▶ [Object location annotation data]
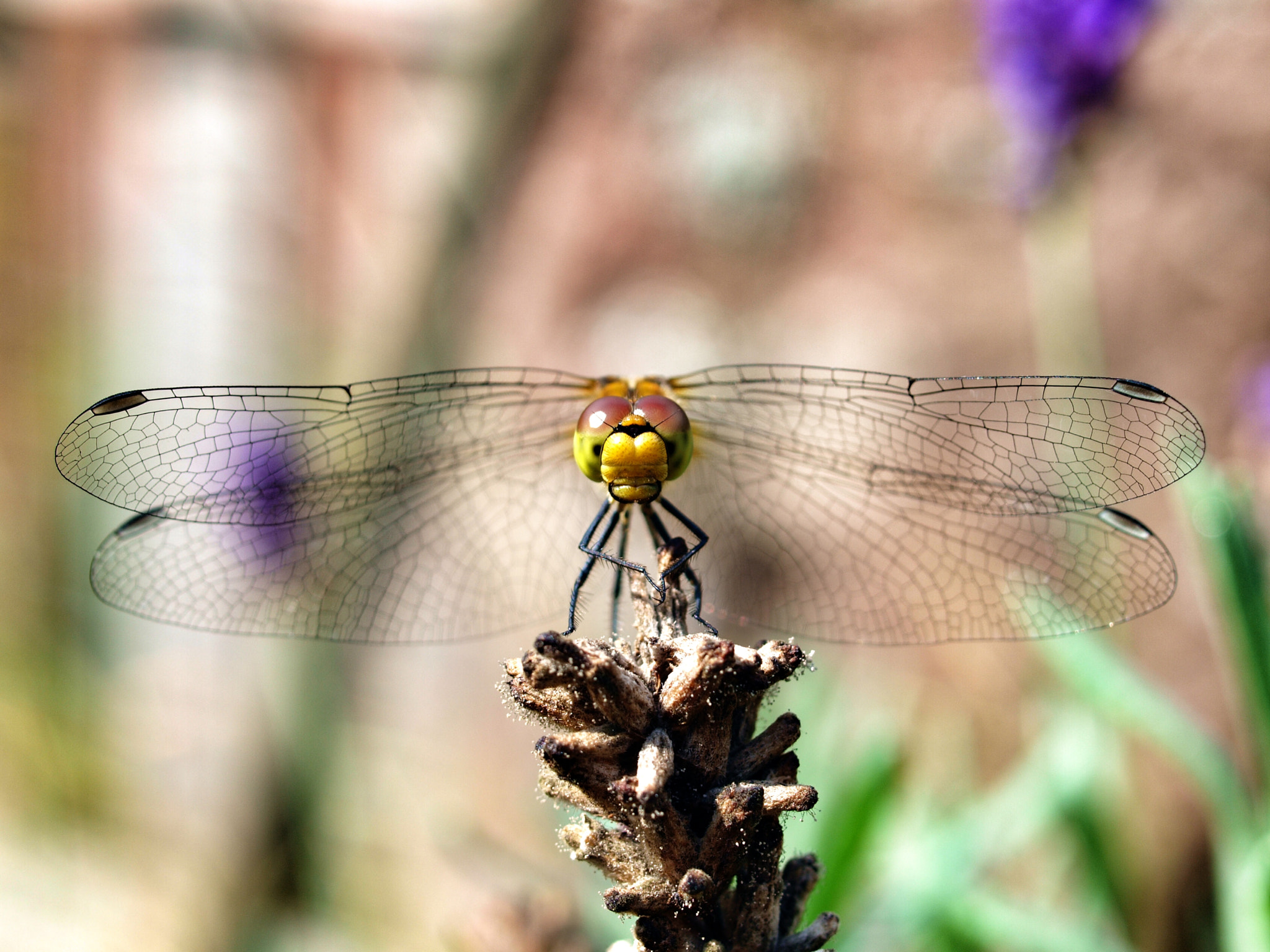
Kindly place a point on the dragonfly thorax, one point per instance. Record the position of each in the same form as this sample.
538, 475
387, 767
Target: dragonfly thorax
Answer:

▶ [TASK TO CARRY OUT]
Please copy the items above with every "thorax" swapped for "head" and all else unchanged, leaving out the pictures.

▶ [CORRECT ANSWER]
Kindly place a point on the dragonfly head, one point per instance. Record the position of each in the same form as this sample.
538, 475
387, 767
Target: dragonfly head
Answer:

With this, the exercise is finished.